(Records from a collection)
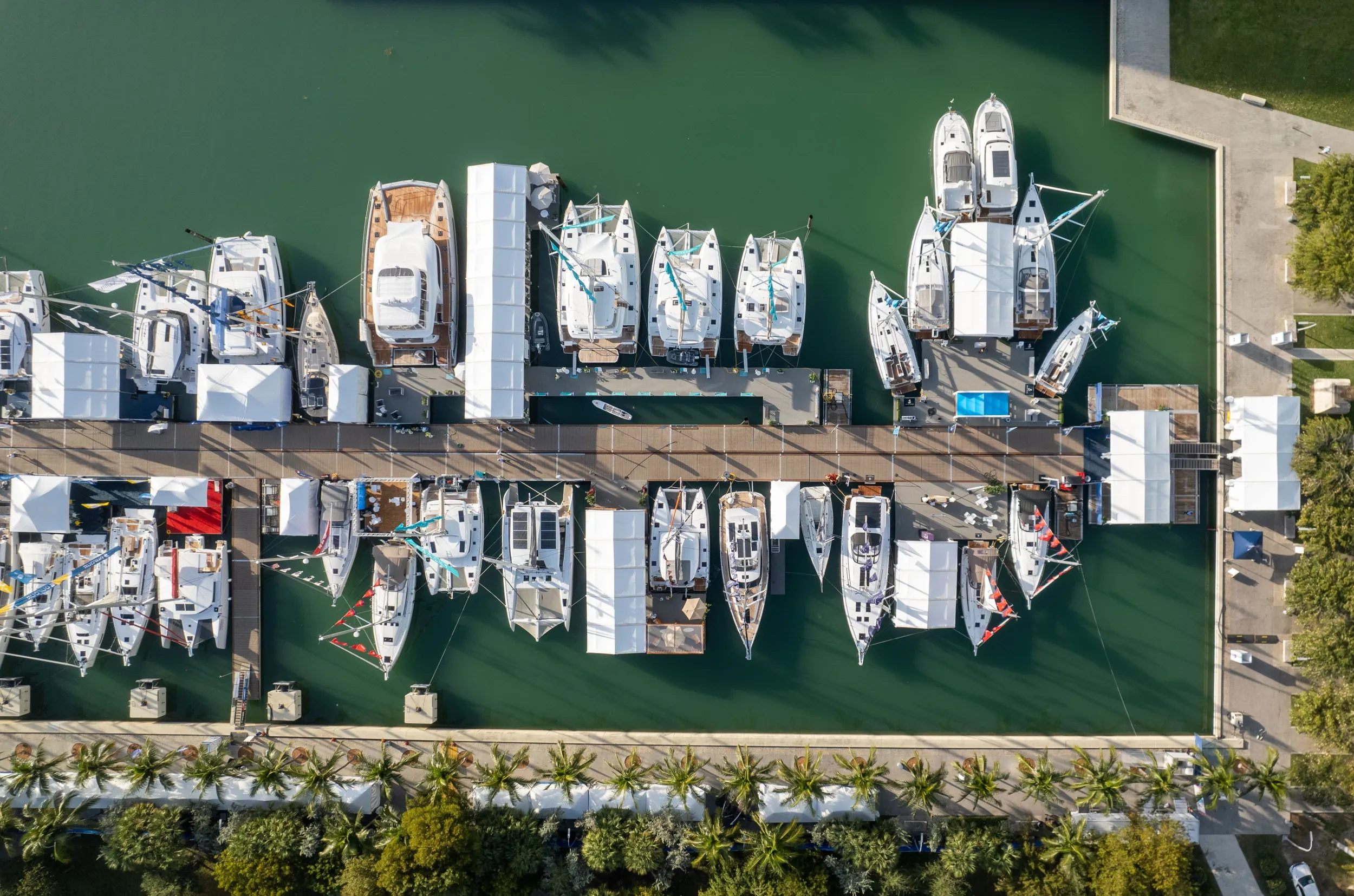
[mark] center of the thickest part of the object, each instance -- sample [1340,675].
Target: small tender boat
[894,355]
[193,586]
[129,577]
[817,526]
[170,331]
[453,537]
[745,561]
[770,298]
[393,578]
[409,275]
[864,566]
[248,312]
[611,409]
[952,166]
[538,567]
[679,540]
[23,312]
[979,599]
[316,351]
[339,538]
[597,283]
[1069,350]
[928,279]
[995,156]
[686,296]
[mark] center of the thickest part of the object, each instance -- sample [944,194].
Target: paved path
[1254,151]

**WORK ORDER:**
Print exactly the lines above, starting at the line that contains "-- sample [944,194]." and ending with the last line of the records, both included.

**EXERCISE OUTPUT:**
[mark] center of the thickest part of the object, each instance -- sample [944,194].
Target: paved path
[1254,151]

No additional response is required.